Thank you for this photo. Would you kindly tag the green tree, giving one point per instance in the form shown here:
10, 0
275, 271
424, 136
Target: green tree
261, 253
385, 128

************

### TASK DESCRIPTION
Can you express every line of the records above as a Markdown table with the columns "Row" and "Line", one numbered row per line and blank lines left out?

### EXERCISE RESULT
| Row | Line |
|---|---|
| 1 | Thank you for this photo. Would you kindly tag the green tree, giving one point per instance in the form shown here: |
| 2 | 10, 0 |
| 3 | 275, 271 |
| 4 | 424, 136 |
| 5 | Target: green tree |
| 6 | 261, 253 |
| 7 | 385, 128 |